PAGE:
+ + + + + + +
While the weight started falling off, I was miserable. The dangerously low calories that I was allowed to consume left me sluggish and feeling awful. However, once I commit to something, I follow through, and I stuck with it for the month that the diet lasted. By the end of the month, I was down twenty-eight pounds. Though I will never put myself through that hell again, it did get me excited about losing weight, and the app on my iPad taught me about portion control and made me think twice before I reached for a second helping or another glass of wine.
I continued to exercise, weigh myself regularly, and track food. I made better choices most of the time. My goal was different this go around; I was going to let my body tell me what my healthy weight was, instead of trying to force myself down to an unrealistic weight that I could never hope to maintain (especially living with a man who can cook like a dream…I call him The Carb King).
The morning we left for our trip to Italy last July, I stepped on the scale to find I had hit the fifty pound mark. I had reached the weight where I felt healthy and fit…and now the goal was to maintain. Always the hardest part for me. Thankfully, we walked eight to ten miles a day in Italy, so I was able to enjoy the trip immensely and not sabotage my progress.
+ + + + + + +
PROVIDED MATERIAL:
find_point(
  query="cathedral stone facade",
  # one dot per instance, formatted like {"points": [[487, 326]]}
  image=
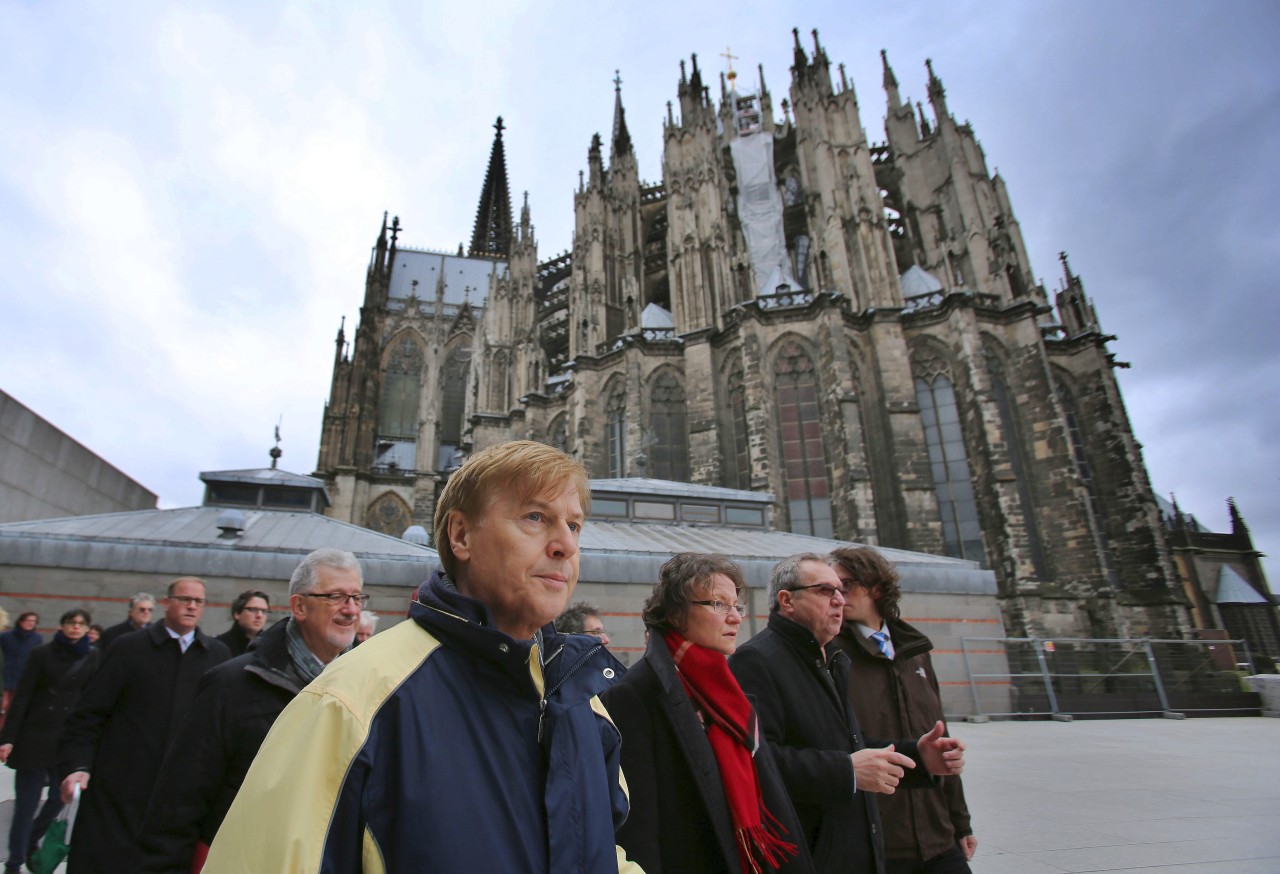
+ + + + + + +
JOB 1: List every distance or weight figure in the weight-loss account, in the words it uses.
JOB 2: Extend the weight-loss account by a paragraph or two, starting after its final sentence about the walking in Italy.

WRITTEN ANSWER 1: twenty-eight pounds; fifty pound; eight to ten miles a day

WRITTEN ANSWER 2:
The holidays were my biggest challenge, but some how, some way, this morning I stepped on the scale and found that I had officially maintained my weight since the season of debauchery began on Halloween. I do know what the “some how, some way” was, though. I continued with the changes that have worked- I exercised regularly, I made better choices, saving my splurges for things that were truly worth it (let me just say that the eggnog cheesecake I made was definitely worth it), and I weighed myself faithfully on Wednesdays and Sundays. That was key, as in the past I would avoid the scale because I was afraid to see what it said. Now I know that the scale is actually my friend, letting me know if I need to cut back a little bit…instead of waiting until fifty pounds had found their way onto my body.
So, today I am thankful that I gave myself the gift of health and fitness, a new lease on life. I am not perfect, and I realize that this is a battle I will have to wage for the rest of my days. That’s okay, though, because I am worth it.
Happy New Year!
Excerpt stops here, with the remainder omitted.